* start *

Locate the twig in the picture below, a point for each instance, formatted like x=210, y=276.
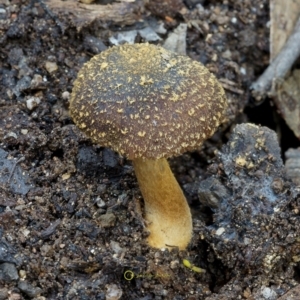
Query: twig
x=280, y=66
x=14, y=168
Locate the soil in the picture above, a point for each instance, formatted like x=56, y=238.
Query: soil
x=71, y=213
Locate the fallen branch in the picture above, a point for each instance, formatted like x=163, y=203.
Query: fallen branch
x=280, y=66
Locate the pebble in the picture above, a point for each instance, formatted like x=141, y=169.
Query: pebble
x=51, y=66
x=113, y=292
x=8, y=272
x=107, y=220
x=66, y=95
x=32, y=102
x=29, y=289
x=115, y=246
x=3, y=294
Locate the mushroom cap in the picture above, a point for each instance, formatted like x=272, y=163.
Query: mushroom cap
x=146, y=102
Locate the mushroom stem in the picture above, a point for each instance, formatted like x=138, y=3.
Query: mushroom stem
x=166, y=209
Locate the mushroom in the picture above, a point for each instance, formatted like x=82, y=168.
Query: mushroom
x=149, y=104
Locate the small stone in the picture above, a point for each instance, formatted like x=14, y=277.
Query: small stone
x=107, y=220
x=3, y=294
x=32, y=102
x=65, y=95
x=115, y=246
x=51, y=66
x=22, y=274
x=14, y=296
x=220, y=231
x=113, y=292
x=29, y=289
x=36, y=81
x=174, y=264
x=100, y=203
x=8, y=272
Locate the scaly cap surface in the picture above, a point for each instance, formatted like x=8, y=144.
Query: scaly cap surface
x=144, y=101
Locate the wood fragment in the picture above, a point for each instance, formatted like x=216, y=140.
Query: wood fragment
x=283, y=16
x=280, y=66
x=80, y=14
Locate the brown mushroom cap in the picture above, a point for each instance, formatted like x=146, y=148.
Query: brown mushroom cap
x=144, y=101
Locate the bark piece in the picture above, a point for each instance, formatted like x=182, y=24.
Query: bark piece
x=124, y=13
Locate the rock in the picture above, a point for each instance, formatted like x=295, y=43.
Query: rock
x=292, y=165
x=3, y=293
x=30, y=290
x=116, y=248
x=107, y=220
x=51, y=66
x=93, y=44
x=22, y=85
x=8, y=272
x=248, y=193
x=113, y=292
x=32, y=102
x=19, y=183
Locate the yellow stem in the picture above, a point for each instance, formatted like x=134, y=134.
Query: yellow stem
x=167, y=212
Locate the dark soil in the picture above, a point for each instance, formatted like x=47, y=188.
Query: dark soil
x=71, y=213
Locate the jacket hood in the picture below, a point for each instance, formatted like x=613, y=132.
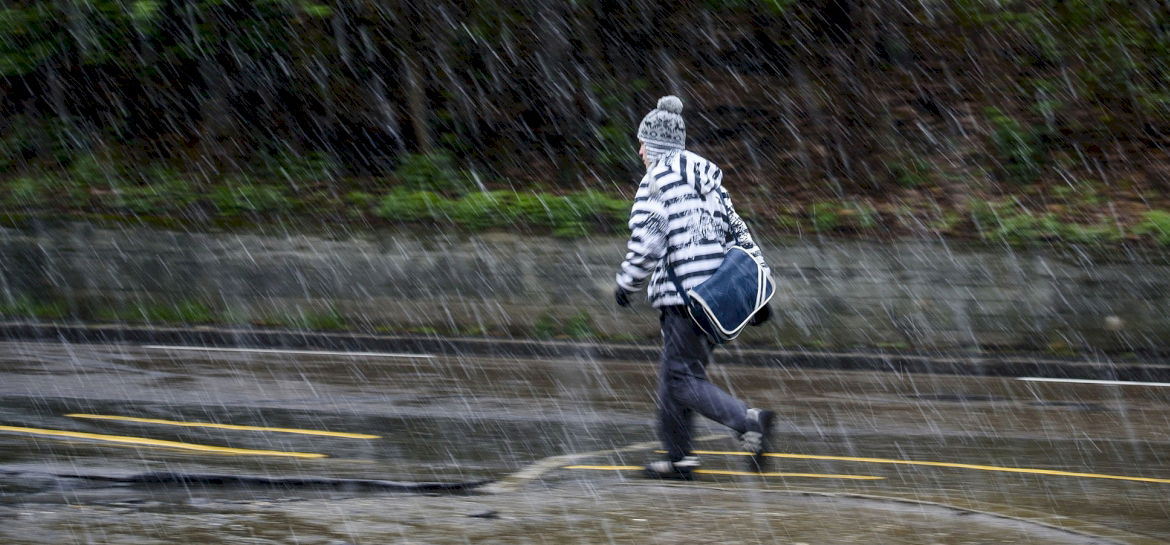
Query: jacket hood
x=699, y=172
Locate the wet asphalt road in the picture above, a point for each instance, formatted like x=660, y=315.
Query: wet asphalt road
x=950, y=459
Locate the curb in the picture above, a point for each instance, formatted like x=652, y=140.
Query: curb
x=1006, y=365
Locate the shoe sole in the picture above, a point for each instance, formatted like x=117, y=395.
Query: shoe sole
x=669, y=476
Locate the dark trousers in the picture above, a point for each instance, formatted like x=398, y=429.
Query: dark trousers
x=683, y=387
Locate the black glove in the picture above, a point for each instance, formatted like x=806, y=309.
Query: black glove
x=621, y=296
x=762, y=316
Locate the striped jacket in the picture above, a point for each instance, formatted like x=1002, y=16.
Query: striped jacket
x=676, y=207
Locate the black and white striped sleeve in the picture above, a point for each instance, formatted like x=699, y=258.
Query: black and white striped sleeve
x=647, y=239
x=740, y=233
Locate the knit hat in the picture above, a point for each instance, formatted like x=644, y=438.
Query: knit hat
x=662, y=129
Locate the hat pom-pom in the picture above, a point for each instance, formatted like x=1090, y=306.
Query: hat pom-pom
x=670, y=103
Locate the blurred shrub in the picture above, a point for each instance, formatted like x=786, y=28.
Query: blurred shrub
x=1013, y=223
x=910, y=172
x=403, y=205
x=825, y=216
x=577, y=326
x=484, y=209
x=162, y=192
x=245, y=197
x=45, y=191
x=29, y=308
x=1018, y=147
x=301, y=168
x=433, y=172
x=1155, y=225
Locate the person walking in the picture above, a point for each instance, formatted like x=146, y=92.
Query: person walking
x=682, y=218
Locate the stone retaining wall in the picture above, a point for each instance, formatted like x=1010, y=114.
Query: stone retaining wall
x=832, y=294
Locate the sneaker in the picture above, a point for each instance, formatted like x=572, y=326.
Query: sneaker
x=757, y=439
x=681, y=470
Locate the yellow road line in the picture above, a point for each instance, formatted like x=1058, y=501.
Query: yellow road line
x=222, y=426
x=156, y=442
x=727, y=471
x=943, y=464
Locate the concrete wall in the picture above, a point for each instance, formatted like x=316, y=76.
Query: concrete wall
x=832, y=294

* end *

**What is asked:**
Please rewrite all the rows above, replacing every "Locate" with "Find" and keeping everything else the same. Leave the pictures out of your answer.

**Answer:**
Find the twig in the picture below, a point for each instance, formatted like x=210, y=276.
Query: twig
x=280, y=66
x=14, y=168
Find the soil in the picture above, a point for each instance, formatted like x=56, y=238.
Query: soil
x=71, y=213
Find the fallen branch in the picture above, a point for each instance, formatted like x=163, y=203.
Query: fallen branch
x=280, y=66
Find the pebble in the picture above, a point for each instance, formatted like x=141, y=169.
Query: pebble
x=51, y=66
x=113, y=292
x=8, y=272
x=107, y=220
x=66, y=95
x=32, y=102
x=29, y=289
x=115, y=246
x=3, y=294
Find the mushroom cap in the picture above, a point for each instance, formatted like x=272, y=163.
Query: mushroom cap
x=146, y=102
Find the mushroom stem in the picture above, a point for each instance, formatted like x=138, y=3.
Query: mushroom stem
x=166, y=209
Find the mushroom in the picture above, a point for each instance, formatted like x=82, y=168.
Query: mushroom
x=149, y=104
Find the small stone in the picture above, a point for each instance, formatted like x=14, y=277.
Query: small stone
x=107, y=220
x=3, y=294
x=32, y=102
x=65, y=95
x=115, y=246
x=51, y=66
x=22, y=274
x=14, y=296
x=220, y=231
x=113, y=292
x=29, y=289
x=36, y=81
x=174, y=264
x=100, y=203
x=8, y=272
Find the scaly cap surface in the picture above, a point for each instance, formatted like x=8, y=144.
Query: scaly cap surface
x=144, y=101
Find the wood fragment in the picture above, a point for each instance, formatted like x=216, y=140.
Query: wood fragment
x=283, y=16
x=280, y=66
x=80, y=14
Find the brown mushroom cap in the picture above, a point for each instance, formatted like x=146, y=148.
Query: brown mushroom cap
x=144, y=101
Find the bark piece in the picture above, a point for each instance, formatted like x=182, y=24.
Query: bark piece
x=124, y=13
Find the rock in the picture above, a point for each instance, formatted like x=295, y=43.
Query: rock
x=292, y=165
x=3, y=293
x=30, y=290
x=116, y=248
x=107, y=220
x=51, y=66
x=93, y=44
x=22, y=85
x=8, y=272
x=248, y=193
x=113, y=292
x=32, y=102
x=19, y=183
Find the yellow stem in the picture above, a point for each instance, formatted like x=134, y=134.
Query: yellow stem
x=167, y=212
Find the dark soil in the picture above, a point for each instance, formatted like x=47, y=188.
Query: dark soil
x=71, y=213
Find the jacket hood in the picture below, a point for each instance, formatted like x=613, y=132.
Query: jacket hood
x=699, y=172
Find the wet asphalt road in the picture above, a point for each instance, formatted like x=660, y=315.
Query: wet asphalt road
x=950, y=459
Find the curb in the picture above, a point for each instance, formatted like x=652, y=140.
Query: curb
x=1006, y=365
Find the shoe sole in the picture above, a point for each instance, formatted like x=117, y=395.
Query: shoe sole
x=669, y=476
Find the dark trousers in the picture above, a point for each instance, formatted like x=398, y=429.
Query: dark trousers
x=683, y=387
Find the black glove in the picture above, a point for each instance, formatted like x=806, y=309.
Query: black glove
x=621, y=296
x=762, y=316
Find the striped jacket in the picture above, a point for each instance, formatted like x=1002, y=16.
Query: striped jacket
x=676, y=207
Find the black and white striped sleeve in the picture above, a point for each instance, formatted like x=699, y=258.
Query: black and white striped sleeve
x=647, y=239
x=740, y=233
Find the knit hat in the picture above, a point for each instance, formatted like x=644, y=438.
Query: knit hat
x=662, y=129
Find the hat pom-pom in the picture above, a point for each instance, formatted like x=1090, y=306.
Query: hat pom-pom
x=670, y=103
Find the blurred shrub in the picture above, a point for each instance, formatted like x=786, y=28.
Query: blurred shrub
x=1013, y=223
x=910, y=172
x=403, y=205
x=825, y=216
x=577, y=326
x=484, y=209
x=162, y=192
x=245, y=197
x=45, y=191
x=29, y=308
x=1018, y=147
x=301, y=168
x=433, y=172
x=1155, y=225
Find the person walking in the picture above, a point for each instance, formatted like x=146, y=92.
Query: person walking
x=682, y=218
Find the stone retaining wall in the picture above, a point for each instance, formatted like x=1010, y=114.
Query: stone retaining wall
x=832, y=294
Find the sneaker in the picture above, a point for each instance, formatted like x=572, y=326.
Query: sneaker
x=757, y=439
x=681, y=470
Find the yellow road line in the picture above, a point for each instance, formatted like x=1058, y=501.
Query: yellow road line
x=222, y=426
x=156, y=442
x=727, y=471
x=943, y=464
Find the concrete wall in the picture above, a point for each instance, formatted like x=316, y=76.
Query: concrete wall
x=832, y=294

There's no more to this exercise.